* Exercise goal: Omit the images. Copy each entry word for word.

* * * * *

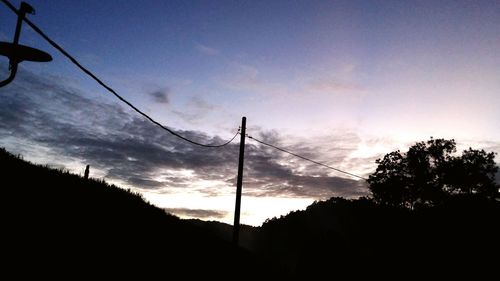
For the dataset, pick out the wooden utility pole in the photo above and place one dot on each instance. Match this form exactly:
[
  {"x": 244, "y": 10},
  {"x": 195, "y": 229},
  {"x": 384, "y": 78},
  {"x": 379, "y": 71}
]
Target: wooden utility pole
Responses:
[
  {"x": 239, "y": 183},
  {"x": 87, "y": 170}
]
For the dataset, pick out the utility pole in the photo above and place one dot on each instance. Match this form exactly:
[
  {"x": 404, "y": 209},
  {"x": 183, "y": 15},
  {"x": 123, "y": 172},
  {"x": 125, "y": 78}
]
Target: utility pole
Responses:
[
  {"x": 239, "y": 183},
  {"x": 17, "y": 52}
]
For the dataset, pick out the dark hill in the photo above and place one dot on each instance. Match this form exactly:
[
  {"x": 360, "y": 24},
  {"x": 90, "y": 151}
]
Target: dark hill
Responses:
[
  {"x": 358, "y": 238},
  {"x": 59, "y": 224}
]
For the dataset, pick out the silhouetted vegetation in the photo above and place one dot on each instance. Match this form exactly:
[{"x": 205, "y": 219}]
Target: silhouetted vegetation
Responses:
[
  {"x": 429, "y": 173},
  {"x": 59, "y": 224},
  {"x": 54, "y": 222}
]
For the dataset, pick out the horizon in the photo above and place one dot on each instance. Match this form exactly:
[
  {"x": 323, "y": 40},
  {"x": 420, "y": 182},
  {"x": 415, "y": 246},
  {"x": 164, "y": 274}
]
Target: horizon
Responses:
[{"x": 341, "y": 83}]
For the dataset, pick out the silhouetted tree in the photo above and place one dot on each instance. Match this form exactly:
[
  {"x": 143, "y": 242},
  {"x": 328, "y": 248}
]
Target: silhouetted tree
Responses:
[
  {"x": 429, "y": 172},
  {"x": 473, "y": 173}
]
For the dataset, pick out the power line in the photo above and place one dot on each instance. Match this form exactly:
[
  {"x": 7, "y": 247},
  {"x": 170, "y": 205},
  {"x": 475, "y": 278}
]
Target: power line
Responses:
[
  {"x": 89, "y": 73},
  {"x": 305, "y": 158}
]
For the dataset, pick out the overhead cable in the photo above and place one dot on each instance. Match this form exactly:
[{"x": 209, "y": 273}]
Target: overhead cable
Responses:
[
  {"x": 305, "y": 158},
  {"x": 100, "y": 82}
]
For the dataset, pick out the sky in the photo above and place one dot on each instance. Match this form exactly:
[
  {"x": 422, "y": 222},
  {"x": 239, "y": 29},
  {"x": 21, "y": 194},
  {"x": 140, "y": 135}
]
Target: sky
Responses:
[{"x": 341, "y": 82}]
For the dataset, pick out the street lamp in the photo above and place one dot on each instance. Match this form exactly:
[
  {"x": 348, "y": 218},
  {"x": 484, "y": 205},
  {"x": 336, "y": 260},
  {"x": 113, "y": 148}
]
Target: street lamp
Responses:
[{"x": 17, "y": 52}]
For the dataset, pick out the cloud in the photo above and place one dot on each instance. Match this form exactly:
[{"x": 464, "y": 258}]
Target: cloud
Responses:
[
  {"x": 61, "y": 120},
  {"x": 160, "y": 96},
  {"x": 196, "y": 110},
  {"x": 204, "y": 49},
  {"x": 334, "y": 85},
  {"x": 197, "y": 213}
]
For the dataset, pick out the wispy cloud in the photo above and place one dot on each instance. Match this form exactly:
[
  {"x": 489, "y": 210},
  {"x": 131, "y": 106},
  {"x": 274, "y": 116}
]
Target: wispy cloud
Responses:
[
  {"x": 160, "y": 96},
  {"x": 197, "y": 213},
  {"x": 50, "y": 114},
  {"x": 334, "y": 85},
  {"x": 204, "y": 49}
]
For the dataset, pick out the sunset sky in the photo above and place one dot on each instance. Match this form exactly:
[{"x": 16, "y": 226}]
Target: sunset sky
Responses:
[{"x": 341, "y": 82}]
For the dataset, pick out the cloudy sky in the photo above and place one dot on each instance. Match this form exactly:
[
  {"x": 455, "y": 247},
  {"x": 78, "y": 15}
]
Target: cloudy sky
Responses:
[{"x": 342, "y": 82}]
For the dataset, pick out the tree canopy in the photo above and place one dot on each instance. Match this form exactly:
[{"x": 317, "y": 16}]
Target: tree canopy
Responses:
[{"x": 431, "y": 171}]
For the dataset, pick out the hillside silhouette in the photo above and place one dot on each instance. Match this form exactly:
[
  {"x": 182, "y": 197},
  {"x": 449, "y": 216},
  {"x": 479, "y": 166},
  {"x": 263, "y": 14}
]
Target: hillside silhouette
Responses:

* * * * *

* Solution to this exercise:
For the dataset, pick out the wooden utility pole in the photo above and place one dot on each instance. Match this form exactly:
[
  {"x": 244, "y": 10},
  {"x": 195, "y": 229},
  {"x": 384, "y": 78},
  {"x": 379, "y": 71}
]
Target: wooden utility pole
Responses:
[
  {"x": 239, "y": 183},
  {"x": 87, "y": 170}
]
For the dataset, pick out the utility pole in the photo above and place one dot on each instance. Match this form exactly:
[
  {"x": 404, "y": 209},
  {"x": 183, "y": 15},
  {"x": 123, "y": 172},
  {"x": 125, "y": 78}
]
Target: utility pole
Responses:
[
  {"x": 239, "y": 183},
  {"x": 17, "y": 52}
]
For the dataset, pick out the dark hill in the photo above and place one dot on each instance. Match this form exactly:
[
  {"x": 360, "y": 24},
  {"x": 90, "y": 151}
]
Target: dark hill
Responses:
[
  {"x": 358, "y": 238},
  {"x": 59, "y": 224}
]
For the dataset, pick out the silhouetted vegetation in the photo above and place one dot on each instance. Match this form exactly:
[{"x": 205, "y": 219}]
Target: silhouetted vegetation
Responses:
[
  {"x": 429, "y": 173},
  {"x": 59, "y": 224},
  {"x": 54, "y": 222}
]
For the dataset, pick out the horizon in the photo above and place one dot on each instance. Match this form exactly:
[
  {"x": 323, "y": 40},
  {"x": 420, "y": 182},
  {"x": 415, "y": 246},
  {"x": 164, "y": 274}
]
Target: horizon
Responses:
[{"x": 341, "y": 83}]
For the dataset, pick out the silhouetted tree in the photo above and place one dot on each instance. Match this form exactly:
[
  {"x": 143, "y": 242},
  {"x": 328, "y": 248}
]
Target: silhouetted tree
Responses:
[
  {"x": 429, "y": 172},
  {"x": 473, "y": 173}
]
For the dataset, pick out the power line in the photo above and place one dot on each instance. Match this form exactly:
[
  {"x": 7, "y": 247},
  {"x": 170, "y": 205},
  {"x": 475, "y": 278}
]
Target: power line
Responses:
[
  {"x": 89, "y": 73},
  {"x": 305, "y": 158}
]
For the dataset, pick out the overhead cable in the photo above and place one dot on each instance. Match this form exactly:
[{"x": 209, "y": 273}]
Target: overhead cable
Responses:
[
  {"x": 305, "y": 158},
  {"x": 100, "y": 82}
]
For the dataset, pick out the sky in the photo above and place one dot on each instance. Match this form exactly:
[
  {"x": 422, "y": 222},
  {"x": 239, "y": 29},
  {"x": 21, "y": 194},
  {"x": 140, "y": 135}
]
Target: sky
Responses:
[{"x": 341, "y": 82}]
For the dataset, pick out the street lamp in the photo above and place one dot on each instance. Match this form exactly:
[
  {"x": 348, "y": 218},
  {"x": 484, "y": 205},
  {"x": 336, "y": 260},
  {"x": 113, "y": 148}
]
Target: street lamp
Responses:
[{"x": 17, "y": 52}]
For the dataset, pick out the cloud in the photo above and place one dot on each instance. Match this form exactly:
[{"x": 464, "y": 258}]
Target: cloud
Responses:
[
  {"x": 61, "y": 120},
  {"x": 160, "y": 96},
  {"x": 196, "y": 110},
  {"x": 204, "y": 49},
  {"x": 334, "y": 85},
  {"x": 197, "y": 213}
]
For the dataset, pick out the wispy cloud in the photo above and place one dot on each instance. Match this form exactly:
[
  {"x": 489, "y": 210},
  {"x": 131, "y": 106},
  {"x": 274, "y": 116}
]
Target: wispy cloud
Responses:
[
  {"x": 160, "y": 96},
  {"x": 197, "y": 213},
  {"x": 50, "y": 114},
  {"x": 334, "y": 85},
  {"x": 204, "y": 49}
]
For the dataset, pick out the sunset sky in the photo above and place one dot on each instance. Match this form exactly:
[{"x": 16, "y": 226}]
Target: sunset sky
Responses:
[{"x": 341, "y": 82}]
For the dataset, pick out the cloudy sky in the photo above and place one dot on each instance. Match this form exactly:
[
  {"x": 455, "y": 247},
  {"x": 78, "y": 15}
]
Target: cloudy sky
Responses:
[{"x": 342, "y": 82}]
For the dataset, pick out the tree canopy in the photo above and place one dot on each instance. Match this form exactly:
[{"x": 317, "y": 16}]
Target: tree canopy
Responses:
[{"x": 431, "y": 171}]
For the dataset, pick out the hillside silhouette in the photo above and place one dot on each instance. Match this form exactly:
[
  {"x": 182, "y": 197},
  {"x": 449, "y": 216},
  {"x": 479, "y": 166},
  {"x": 263, "y": 14}
]
Target: hillside silhouette
Responses:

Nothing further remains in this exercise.